> Testo di riferimento
_ _ _ _
La legge di bilancio 2017 ha confermato i tradizionali incentivi fiscali per la ristrutturazione di immobili. L’obiettivo è favorire la sostenibilità ambientale e la sicurezza delle case. L’analisi degli interventi realizzati in Toscana suggerisce come rendere ancora più efficaci queste misure.
Tutte le misure confermate
La legge di bilancio 2017, approvata definitivamente dal Senato il 7 dicembre scorso, conferma – e in alcuni casi potenzia – i tradizionali incentivi a favore del rinnovamento in chiave di sostenibilità ambientale e sicurezza dello stock immobiliare. Si tratta del cosiddetto rinnovamento profondo (deep renovation), oggetto di numerose direttive e raccomandazioni comunitarie.
Nel dettaglio, le misure approvate sono:
Fonte: Legge di bilancio 2017, articolo 1 commi 2 e 3
Pur nella continuità che caratterizza sostanzialmente i bonus edilizi, si coglie dunque un tentativo di indirizzarli in modo più deciso sia verso interventi di maggiore impatto collettivo (i condomini più delle singole unità immobiliari), sia verso quelli localizzati nelle aree più a rischio (grazie all’evidente potenziamento delle misure per la messa in sicurezza sismica). Almeno dal punto di vista culturale, sembra ormai accettata l’idea che la riqualificazione dello stock immobiliare esistente, specialmente se realizzata su un numero elevato di edifici, porti con sé molteplici benefici di natura economica, sociale e ambientale.
_ _ _ _
> Sezione dati
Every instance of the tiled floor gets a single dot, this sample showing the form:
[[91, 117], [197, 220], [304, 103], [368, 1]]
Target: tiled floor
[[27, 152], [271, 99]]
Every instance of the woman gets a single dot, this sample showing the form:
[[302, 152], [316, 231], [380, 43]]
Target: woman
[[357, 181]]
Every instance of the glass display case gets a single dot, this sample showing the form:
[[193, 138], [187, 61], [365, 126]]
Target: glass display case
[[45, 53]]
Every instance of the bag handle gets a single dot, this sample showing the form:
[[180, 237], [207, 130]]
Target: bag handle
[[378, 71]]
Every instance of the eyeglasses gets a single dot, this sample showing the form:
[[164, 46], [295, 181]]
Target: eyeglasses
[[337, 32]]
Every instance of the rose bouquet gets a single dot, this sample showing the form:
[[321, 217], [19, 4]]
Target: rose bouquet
_ _ _ _
Per favore, prosegui il testo sugli incentivi fiscali per la ristrutturazione degli immobili partendo subito dopo la sua ultima frase.

I risultati in Toscana
Ancora da mettere a punto, invece, risultano alcune modalità operative che dovrebbero favorire la fruizione delle agevolazioni. Un’analisi fatta sulla Toscana (quasi 250mila ristrutturazioni edilizie agevolate nel periodo 2007-2012, ovvero circa 42mila all’anno con un’incidenza del 3 per cento sullo stock residenziale complessivo) consente di mettere in evidenza i fattori socio-economici e istituzionali che favoriscono o disincentivano gli interventi. In mancanza di dati individuali sulle famiglie, il modello di regressione è stato costruito sulle caratteristiche territoriali a scala comunale.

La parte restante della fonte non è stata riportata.